--- WRITTEN TASK ---
Update the lines below by replacing every "record the position" with "write down the location" and keep everything else the same. Leave the pictures out of your answer.

[Stored data entries]
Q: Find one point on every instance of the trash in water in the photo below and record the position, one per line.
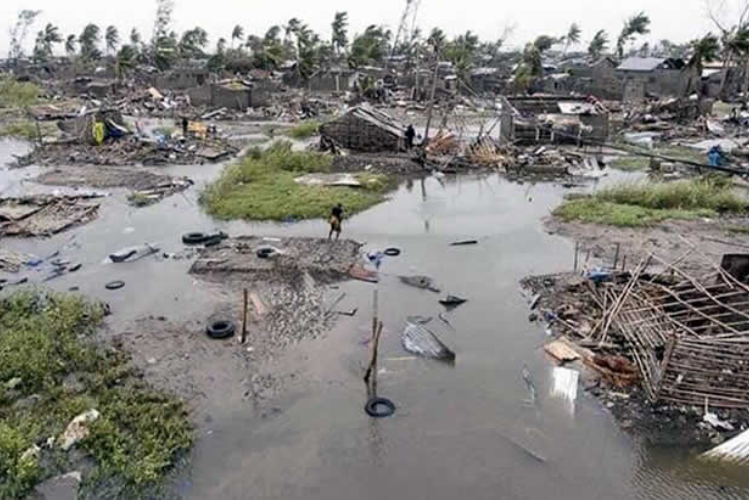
(418, 340)
(561, 351)
(714, 421)
(423, 282)
(419, 320)
(565, 383)
(133, 253)
(453, 301)
(735, 450)
(445, 320)
(531, 386)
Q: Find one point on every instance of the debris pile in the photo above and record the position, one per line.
(44, 215)
(679, 339)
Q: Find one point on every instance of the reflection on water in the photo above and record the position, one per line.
(459, 431)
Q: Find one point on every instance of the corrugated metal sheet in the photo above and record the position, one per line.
(641, 64)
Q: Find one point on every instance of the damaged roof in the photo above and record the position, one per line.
(646, 64)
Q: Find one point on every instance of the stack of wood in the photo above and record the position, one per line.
(486, 153)
(443, 143)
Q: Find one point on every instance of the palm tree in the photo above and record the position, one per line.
(639, 24)
(291, 28)
(706, 49)
(340, 31)
(112, 38)
(572, 37)
(89, 41)
(599, 44)
(70, 45)
(45, 40)
(236, 34)
(135, 38)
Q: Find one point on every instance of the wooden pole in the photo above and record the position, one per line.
(616, 255)
(430, 110)
(375, 349)
(244, 316)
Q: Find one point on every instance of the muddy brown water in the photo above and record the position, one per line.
(466, 429)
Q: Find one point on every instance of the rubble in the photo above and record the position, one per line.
(44, 215)
(78, 429)
(668, 339)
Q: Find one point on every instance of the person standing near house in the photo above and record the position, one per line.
(410, 135)
(336, 218)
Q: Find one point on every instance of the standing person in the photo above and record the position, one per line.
(336, 217)
(410, 135)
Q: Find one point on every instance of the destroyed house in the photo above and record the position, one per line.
(364, 128)
(644, 76)
(690, 339)
(332, 80)
(552, 120)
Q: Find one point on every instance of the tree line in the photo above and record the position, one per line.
(295, 42)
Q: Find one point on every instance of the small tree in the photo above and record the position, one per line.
(111, 38)
(89, 42)
(339, 40)
(193, 43)
(70, 44)
(706, 49)
(45, 41)
(236, 34)
(637, 25)
(572, 37)
(598, 45)
(19, 32)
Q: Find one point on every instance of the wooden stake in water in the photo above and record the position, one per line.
(616, 255)
(244, 317)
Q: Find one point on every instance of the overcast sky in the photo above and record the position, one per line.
(676, 20)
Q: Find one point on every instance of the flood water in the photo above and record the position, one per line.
(463, 430)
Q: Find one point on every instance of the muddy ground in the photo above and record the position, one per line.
(659, 423)
(292, 297)
(696, 246)
(694, 243)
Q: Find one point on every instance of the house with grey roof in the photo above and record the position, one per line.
(653, 76)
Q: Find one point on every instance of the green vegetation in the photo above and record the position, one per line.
(678, 153)
(262, 187)
(737, 229)
(141, 200)
(304, 130)
(26, 129)
(140, 434)
(15, 94)
(642, 204)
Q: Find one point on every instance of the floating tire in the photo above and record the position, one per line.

--- RESULT OF THIS TASK ---
Q: Find one point on every instance of the trash in water in the photo below and write down the location, one per line.
(418, 340)
(561, 351)
(714, 421)
(423, 282)
(419, 320)
(565, 383)
(133, 253)
(453, 301)
(735, 450)
(445, 320)
(531, 386)
Q: Find one point on every instance of the debris pile in the photo above and write down the location, one per line.
(44, 215)
(679, 339)
Q: Find one point on every instance of the reflection on water in the photo above and write down the location, one per line.
(459, 431)
Q: Find one point on every instance of the corrugated metal sheet in the photo above and write down the location, one per line.
(641, 64)
Q: Find one point on every instance of the damaged roof in the photo above and write down the location, one per line.
(646, 64)
Q: Find one point on every instance of the stack of wood in the photo above and write down the location, one per line.
(486, 153)
(443, 143)
Q: Find one point on every instance of the palm tree in the photo above and write down the location, one per line.
(639, 24)
(291, 28)
(706, 49)
(340, 31)
(112, 38)
(572, 37)
(89, 41)
(599, 44)
(70, 45)
(45, 40)
(236, 34)
(135, 38)
Q: Find one point on every instance of the wooden pole in the photo above and write down the location, one per line.
(616, 255)
(430, 110)
(375, 349)
(244, 316)
Q: Find one point on every instance of the muddy brown water in the photo above and write down the location, one per line.
(466, 429)
Q: Find one point on every instance of the rubble in the photo above and write down the location, one per line.
(44, 215)
(78, 429)
(668, 339)
Q: Find one point on every instance of the person standing near house in the photo above and write down the location, one per line.
(410, 135)
(336, 218)
Q: Find one point on every instance of the standing person in the photo above and write down the location, one per line.
(336, 217)
(410, 135)
Q: Find one point on every instance of the destroyed house in the photo above and write down the location, one per line.
(364, 128)
(644, 76)
(690, 339)
(332, 80)
(552, 120)
Q: Find one point on every instance of the tree line in the photo above and write down the location, one per line.
(295, 42)
Q: Find one point on every instance of the small tree in the photo above and write down the location, one per line.
(111, 38)
(89, 42)
(339, 40)
(193, 43)
(70, 44)
(706, 49)
(45, 41)
(236, 34)
(637, 25)
(572, 37)
(598, 45)
(19, 32)
Q: Find one point on every instance of the wooden stake in water in the photo above and write down the location, one per line.
(616, 255)
(244, 317)
Q: Find one point on every instance of the overcast sky in the photo above and write down the location, one per line.
(676, 20)
Q: Find one point on every instance of the flood water in the photo above and write down the location, one per line.
(463, 430)
Q: Find one point on every instance of the muddy ground in the photo above and write down the location, one per line.
(659, 423)
(292, 297)
(696, 246)
(694, 243)
Q: Find one point on every instance of the house with grey roof in the photo above and write down the location, one per line.
(653, 76)
Q: Find one point on every instance of the green vegetation in the photo above and write down the location, one per line.
(678, 153)
(262, 187)
(737, 229)
(141, 200)
(304, 130)
(26, 129)
(140, 434)
(15, 94)
(642, 204)
Q: Find one point on every instance of the floating tire in the photo above and write down the location, one per line.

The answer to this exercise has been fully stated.